# GIVEN REQUEST 1:
In the text on business and human rights, when did the UN Human Rights Council endorse the Guiding Principles on Business and Human Rights?
# GIVEN REQUEST 2:
Carry on the speech on business and human rights from its last paragraph, keeping its voice and subject.

# TEXT SECTION:

The Swiss coalition Corporate Jusice has managed to put regulation of business responsibility on the agenda of policy makers in their country. On Friday, they organised a public debate in Bern with MPs from the right and left, before an audience of over 150 people from industry and civil society. I was asked to speak about the findings of the expert group commissioned by ICAR, ECCJ and CNCA to examine human rights due diligence and the role of states (the report and data base can be found here). Below is the text of my speech. You can also download it here.
“Thanks to Recht ohne Grensen / Droit sans frontier for the invitation to speak here today. I understand that it is an important time in the policy debates on business responsibility here in Switzerland and I am grateful for the opportunity to contribute, to the extent that I can.
I will today be talking about what role the State can – and should – play in ensuring business respects human rights. My comments will be based on research conducted in 2012, but first a word about the international framework that has emerged since 2011.
In June 2011, the UN Human Rights Council unanimously endorsed the Guiding Principles on Business and Human Rights. The Guiding Principles are intended to guide implementation of the “Protect, Respect and Remedy” Framework developed by SRSG Professor John Ruggie during his mandate from 2005 to 2011. Since then, the approach outlined in the Guiding Principles has been integrated to the OECD Guidelines on Multinational Enterprises, the revised EU Strategy on CSR, the International Finance Corporation’s Performance Standards, which in turn are used by Export Credit Agencies in many OECD Countries. The same approach can be found in the OECD Guidance on Responsible Supply Chain Management of Conflict Minerals and in national legislation in the United States and the Democratic Republic of the Congo.

# MATERIAL SUPPLIED:

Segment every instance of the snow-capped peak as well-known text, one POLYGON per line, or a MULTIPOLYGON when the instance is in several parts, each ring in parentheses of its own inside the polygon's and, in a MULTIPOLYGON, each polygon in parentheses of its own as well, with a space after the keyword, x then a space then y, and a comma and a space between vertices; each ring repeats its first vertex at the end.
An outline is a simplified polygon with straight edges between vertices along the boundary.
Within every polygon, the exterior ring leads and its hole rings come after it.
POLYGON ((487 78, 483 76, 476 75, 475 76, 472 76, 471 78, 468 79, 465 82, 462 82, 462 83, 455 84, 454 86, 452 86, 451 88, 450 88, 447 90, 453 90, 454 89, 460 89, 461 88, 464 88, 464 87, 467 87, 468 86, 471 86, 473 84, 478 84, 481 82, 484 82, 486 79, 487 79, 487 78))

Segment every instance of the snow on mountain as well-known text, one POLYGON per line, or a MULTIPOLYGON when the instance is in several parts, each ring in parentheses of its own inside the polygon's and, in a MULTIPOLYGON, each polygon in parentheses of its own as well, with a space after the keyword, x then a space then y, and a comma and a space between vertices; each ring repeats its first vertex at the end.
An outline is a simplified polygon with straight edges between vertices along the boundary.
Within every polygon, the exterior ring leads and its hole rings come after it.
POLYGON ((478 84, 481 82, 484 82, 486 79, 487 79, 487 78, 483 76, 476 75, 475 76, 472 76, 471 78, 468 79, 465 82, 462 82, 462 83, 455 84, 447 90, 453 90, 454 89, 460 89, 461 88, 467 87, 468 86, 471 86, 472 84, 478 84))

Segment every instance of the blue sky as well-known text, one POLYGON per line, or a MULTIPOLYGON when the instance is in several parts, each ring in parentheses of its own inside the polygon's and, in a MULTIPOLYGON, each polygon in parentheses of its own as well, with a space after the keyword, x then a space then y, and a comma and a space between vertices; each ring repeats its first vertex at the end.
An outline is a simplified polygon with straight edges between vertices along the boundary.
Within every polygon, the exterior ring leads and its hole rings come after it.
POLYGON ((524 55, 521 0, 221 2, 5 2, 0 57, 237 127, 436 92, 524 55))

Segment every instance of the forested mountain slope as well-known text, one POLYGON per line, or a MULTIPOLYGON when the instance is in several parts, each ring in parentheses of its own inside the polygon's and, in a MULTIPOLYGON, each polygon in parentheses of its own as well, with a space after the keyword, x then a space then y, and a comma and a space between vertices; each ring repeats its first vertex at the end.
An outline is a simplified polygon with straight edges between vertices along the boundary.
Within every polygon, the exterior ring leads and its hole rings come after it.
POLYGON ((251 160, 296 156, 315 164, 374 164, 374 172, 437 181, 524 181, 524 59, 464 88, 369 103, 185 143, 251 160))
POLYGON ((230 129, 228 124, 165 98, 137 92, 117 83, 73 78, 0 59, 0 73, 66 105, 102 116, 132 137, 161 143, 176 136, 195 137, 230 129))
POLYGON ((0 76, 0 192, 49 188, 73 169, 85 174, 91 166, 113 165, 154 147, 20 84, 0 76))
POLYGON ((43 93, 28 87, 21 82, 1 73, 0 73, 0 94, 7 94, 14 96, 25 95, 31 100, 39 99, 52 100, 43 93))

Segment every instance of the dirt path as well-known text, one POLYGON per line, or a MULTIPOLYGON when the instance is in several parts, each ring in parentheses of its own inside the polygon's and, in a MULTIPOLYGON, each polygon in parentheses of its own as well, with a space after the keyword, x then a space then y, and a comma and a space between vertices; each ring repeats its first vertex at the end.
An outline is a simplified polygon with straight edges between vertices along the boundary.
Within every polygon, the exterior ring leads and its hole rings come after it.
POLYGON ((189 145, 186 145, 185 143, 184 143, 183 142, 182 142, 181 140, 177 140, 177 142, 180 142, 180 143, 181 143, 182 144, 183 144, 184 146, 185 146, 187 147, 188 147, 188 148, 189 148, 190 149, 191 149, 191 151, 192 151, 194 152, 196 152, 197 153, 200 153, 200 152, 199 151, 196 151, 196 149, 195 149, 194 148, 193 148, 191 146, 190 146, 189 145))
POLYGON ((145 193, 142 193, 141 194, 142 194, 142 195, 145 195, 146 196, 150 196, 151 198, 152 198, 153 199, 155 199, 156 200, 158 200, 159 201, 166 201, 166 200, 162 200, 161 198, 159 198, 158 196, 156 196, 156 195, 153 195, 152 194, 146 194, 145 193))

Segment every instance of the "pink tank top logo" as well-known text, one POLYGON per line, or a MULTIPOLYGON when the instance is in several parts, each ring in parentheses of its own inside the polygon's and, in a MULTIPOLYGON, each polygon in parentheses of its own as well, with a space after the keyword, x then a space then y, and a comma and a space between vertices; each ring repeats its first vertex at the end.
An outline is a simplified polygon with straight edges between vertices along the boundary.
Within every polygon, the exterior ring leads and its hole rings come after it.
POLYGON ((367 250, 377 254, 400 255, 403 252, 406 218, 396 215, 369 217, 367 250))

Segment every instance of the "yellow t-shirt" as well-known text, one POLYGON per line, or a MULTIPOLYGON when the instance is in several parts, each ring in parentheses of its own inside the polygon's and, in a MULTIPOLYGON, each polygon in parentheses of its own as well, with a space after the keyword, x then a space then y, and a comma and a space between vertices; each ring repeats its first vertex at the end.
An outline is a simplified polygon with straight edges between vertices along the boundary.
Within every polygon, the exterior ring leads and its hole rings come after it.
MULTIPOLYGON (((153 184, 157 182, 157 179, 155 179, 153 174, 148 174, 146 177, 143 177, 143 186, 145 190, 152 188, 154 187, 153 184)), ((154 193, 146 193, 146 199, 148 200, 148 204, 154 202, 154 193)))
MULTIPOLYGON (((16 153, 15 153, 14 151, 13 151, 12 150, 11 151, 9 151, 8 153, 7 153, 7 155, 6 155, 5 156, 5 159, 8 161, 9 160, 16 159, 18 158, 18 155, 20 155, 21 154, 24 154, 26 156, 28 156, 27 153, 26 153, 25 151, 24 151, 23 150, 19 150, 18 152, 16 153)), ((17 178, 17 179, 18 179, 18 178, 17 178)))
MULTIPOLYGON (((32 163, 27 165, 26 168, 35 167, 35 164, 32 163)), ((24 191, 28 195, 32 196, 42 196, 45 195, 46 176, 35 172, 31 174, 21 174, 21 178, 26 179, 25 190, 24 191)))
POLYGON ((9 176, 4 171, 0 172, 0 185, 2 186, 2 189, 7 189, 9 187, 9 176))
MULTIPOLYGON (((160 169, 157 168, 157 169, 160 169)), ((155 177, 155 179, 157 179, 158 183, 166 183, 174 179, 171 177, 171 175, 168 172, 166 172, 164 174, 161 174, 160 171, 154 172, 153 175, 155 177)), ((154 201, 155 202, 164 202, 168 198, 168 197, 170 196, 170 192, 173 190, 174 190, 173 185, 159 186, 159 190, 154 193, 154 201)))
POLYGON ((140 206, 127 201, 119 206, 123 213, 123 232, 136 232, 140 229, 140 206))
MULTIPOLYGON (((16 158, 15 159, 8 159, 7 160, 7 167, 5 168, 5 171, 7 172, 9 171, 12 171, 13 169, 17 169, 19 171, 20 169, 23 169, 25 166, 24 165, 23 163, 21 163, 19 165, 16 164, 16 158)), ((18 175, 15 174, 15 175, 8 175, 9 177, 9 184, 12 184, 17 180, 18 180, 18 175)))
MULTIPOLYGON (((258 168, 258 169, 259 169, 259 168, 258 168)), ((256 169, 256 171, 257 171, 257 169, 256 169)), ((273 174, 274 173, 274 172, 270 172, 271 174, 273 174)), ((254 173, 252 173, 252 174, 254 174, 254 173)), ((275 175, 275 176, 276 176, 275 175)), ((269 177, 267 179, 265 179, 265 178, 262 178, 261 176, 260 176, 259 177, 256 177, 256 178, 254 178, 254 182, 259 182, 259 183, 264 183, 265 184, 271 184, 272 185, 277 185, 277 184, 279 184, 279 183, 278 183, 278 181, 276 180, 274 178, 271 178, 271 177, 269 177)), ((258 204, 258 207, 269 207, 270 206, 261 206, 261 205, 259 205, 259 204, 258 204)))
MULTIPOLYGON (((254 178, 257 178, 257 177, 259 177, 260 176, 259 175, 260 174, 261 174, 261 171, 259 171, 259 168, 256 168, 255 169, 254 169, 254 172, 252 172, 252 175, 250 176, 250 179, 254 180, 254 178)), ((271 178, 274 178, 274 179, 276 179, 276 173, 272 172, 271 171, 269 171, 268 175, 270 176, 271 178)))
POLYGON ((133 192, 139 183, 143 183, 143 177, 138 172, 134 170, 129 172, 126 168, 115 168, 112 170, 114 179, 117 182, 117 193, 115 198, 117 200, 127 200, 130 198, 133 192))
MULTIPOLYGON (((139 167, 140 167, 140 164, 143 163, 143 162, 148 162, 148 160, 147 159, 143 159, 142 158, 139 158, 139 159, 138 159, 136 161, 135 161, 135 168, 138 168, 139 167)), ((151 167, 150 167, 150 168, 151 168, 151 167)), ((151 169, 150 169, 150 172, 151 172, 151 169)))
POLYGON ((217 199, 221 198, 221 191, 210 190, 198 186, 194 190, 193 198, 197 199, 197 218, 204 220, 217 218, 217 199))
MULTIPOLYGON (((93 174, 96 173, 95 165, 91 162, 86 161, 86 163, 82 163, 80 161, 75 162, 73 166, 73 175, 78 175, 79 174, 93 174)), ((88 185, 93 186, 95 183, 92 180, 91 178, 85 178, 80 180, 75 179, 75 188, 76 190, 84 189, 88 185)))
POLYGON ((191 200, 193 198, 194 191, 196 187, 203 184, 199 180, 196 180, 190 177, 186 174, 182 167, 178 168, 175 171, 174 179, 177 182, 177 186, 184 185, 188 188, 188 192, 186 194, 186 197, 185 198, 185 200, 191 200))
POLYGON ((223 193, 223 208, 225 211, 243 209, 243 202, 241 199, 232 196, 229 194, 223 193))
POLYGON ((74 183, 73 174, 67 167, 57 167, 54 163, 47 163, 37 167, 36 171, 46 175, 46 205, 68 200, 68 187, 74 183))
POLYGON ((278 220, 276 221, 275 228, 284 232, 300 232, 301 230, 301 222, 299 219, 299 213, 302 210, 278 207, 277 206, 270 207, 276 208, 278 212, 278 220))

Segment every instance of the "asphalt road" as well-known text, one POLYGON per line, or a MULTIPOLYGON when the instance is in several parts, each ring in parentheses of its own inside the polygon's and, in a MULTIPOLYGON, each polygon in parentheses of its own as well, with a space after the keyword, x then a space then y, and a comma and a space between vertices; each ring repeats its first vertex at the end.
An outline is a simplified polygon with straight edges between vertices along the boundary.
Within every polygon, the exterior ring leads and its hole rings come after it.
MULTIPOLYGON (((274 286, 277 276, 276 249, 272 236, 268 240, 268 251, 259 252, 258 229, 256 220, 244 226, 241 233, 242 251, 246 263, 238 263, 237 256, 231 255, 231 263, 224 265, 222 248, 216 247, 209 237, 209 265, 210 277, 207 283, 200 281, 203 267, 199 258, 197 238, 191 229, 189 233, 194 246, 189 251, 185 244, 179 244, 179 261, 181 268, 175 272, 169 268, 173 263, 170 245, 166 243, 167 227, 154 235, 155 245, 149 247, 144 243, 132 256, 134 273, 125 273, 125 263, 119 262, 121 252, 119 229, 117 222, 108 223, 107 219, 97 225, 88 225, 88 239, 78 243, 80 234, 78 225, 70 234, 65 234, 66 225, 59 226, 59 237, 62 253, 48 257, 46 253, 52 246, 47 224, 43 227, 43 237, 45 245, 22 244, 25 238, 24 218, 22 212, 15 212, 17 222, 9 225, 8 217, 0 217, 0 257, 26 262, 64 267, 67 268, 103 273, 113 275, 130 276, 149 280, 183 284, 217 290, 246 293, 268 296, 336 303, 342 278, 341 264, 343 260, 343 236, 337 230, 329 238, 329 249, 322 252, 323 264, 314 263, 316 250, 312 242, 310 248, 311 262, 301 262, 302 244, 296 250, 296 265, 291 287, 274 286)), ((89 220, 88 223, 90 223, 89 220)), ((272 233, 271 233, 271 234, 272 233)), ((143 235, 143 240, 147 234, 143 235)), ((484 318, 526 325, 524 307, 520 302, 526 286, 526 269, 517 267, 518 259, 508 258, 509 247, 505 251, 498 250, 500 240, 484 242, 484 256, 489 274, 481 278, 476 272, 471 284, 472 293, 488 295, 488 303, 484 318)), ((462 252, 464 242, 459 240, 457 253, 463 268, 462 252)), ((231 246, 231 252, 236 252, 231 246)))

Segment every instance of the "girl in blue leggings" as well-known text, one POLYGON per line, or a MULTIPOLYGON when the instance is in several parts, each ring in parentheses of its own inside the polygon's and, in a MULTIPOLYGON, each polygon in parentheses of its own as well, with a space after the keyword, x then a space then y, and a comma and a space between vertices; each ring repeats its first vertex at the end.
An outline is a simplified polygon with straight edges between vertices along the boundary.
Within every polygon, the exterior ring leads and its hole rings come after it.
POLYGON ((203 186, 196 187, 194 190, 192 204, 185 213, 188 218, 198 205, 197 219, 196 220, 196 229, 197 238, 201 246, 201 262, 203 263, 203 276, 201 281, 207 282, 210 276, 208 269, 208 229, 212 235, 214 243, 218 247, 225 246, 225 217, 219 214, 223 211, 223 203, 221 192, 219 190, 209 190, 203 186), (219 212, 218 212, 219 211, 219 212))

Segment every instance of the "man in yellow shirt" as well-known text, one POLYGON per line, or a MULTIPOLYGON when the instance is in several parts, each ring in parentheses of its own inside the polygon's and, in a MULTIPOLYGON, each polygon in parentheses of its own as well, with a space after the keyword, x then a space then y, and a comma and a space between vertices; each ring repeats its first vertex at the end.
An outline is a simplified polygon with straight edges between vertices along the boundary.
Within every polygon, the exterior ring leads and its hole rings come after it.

# EXERCISE RESPONSE 1:
June 2011.

# EXERCISE RESPONSE 2:
So, two years on, it appears that the Guiding Principles are being rapidly globalized through multilateral policy coordination and through national legislation. As I will describe below, one of the reasons for this is that the Guiding Principles fit well with domestic forms of regulation of business entities: the guiding Principles affirm that business enterprises have a responsibility to respect human rights, and that States have a duty to ensure that they do so. In other words, they re-affirm the hierarchy in law, in which the state is the legitimate source of authority and a company operates within that authority. The re-affirm the state’s role in protecting people and the environment and in regulating business to those ends. These are not new ideas, and they were not somehow invented by the Guiding Principles. But they are worth repeating, not least because the power and nature of multinational corporations tends to blind us to the fact that multinational corporations are, in very many ways, national animals.
What is new about the Guiding Principles – and perhaps its most important contribution to the debates on corporate responsibility – is that they elaborate a definition of what is means for a company to respect human rights. The definition is simple – it is based on the principle that one should “do no harm” – and it says simply that to meet its responsibility to respect human rights, a business should act with due diligence to ensure that it does not infringe on the rights of others. In other words, that a business is responsible for its impacts, which arise from is activities and relationships, and that it should take steps – due diligence – to ensure its activities and relationships do not have adverse impacts on people’s rights. The Guiding Principles make clear that this responsibility extends throughout a business’s operations and relationships globally; and that it is an independent responsibility of business, that is, a responsibility that exists independent of what states do or do not do.
Independent, but not isolated. Independent of the state’s duty to protect human rights, but not isolated from it. In fact, the Guiding Principles describe the duty of States to protect against abuses by businesses as including “appropriate steps to prevent, investigate, punish and redress” human rights abuse “through effective policies, legislation, regulations and adjudication.”
The Guiding Principles use the practice of due diligence as the operational means for business enterprises to respect human rights. But the specific options available to States to ensure the implementation of business due diligence are not specified. So the question arises, What can the state do to ensure that businesses respect human rights? What forms of regulation might best encourage or require business to conduct due diligence?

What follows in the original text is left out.